EXTRACT:
════════════════════
15.05.14

Home@735 is pleased to announce our May show part of  Head-On Photo Festival. The exhibition runs from the 15th May to the 8th June 2014. The exhibition features
• Matthew James (photography, video, installation)
• Holly Macdonald (ceramics)
• Corey Van Hese (photography)
• Monika Ruiz B (photography)
• Bobby Vila (photography)
• Kimberley Witham (photography)

15.05.14 – Yvette Hamilton
The Head On Photography Festival, encompassing over 900 photographers spread out over 100 venues, offers a wide-angled view of the diversity inherent in contemporary photographic practice. 15.05.14, Home @ 735’s Head On exhibition, echoes this wide scope by profiling a diverse mix of documentary, formal composition, and found photography alongside ceramic experimentation by artists from Australia, USA and France.

Stepping in on the ground floor of the gallery we encounter the found photographic work of Matthew James. Housed in a vitrine, the viewer is drawn into an intimate encounter with an elegiac collection of found photographs and slides. Looking at these anonymous faces leads to questions about how one would feel if encountering their own face in such a collection, a startling notion that engenders thought about the construction of identity in portraiture. This notion was addressed somewhat in a video work, where James filmed his meeting with Greg Morling, a man who was pictured in the large collection of slides found in 2010. The raw video work, capturing Morling sifting through the slides of his family, is both a jarring experience – interrupting the personal narratives that we weave around these anonymous faces – and also a fascinating completion to the work.
════════════════════
MATERIAL PROVIDED:
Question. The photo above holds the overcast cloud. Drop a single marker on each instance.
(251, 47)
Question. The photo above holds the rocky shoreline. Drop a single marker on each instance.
════════════════════
INSTRUCTIONS:
**A.** According to the exhibition text, how many photographers does the Head On Photography Festival encompass?
**B.** Please transcribe the exhibition text from "15.05.14 – Yvette Hamilton" to "USA and France.".

RESULTS FOR THE EXERCISE:
**A.** Over 900 photographers.

**B.**
15.05.14 – Yvette Hamilton
The Head On Photography Festival, encompassing over 900 photographers spread out over 100 venues, offers a wide-angled view of the diversity inherent in contemporary photographic practice. 15.05.14, Home @ 735’s Head On exhibition, echoes this wide scope by profiling a diverse mix of documentary, formal composition, and found photography alongside ceramic experimentation by artists from Australia, USA and France.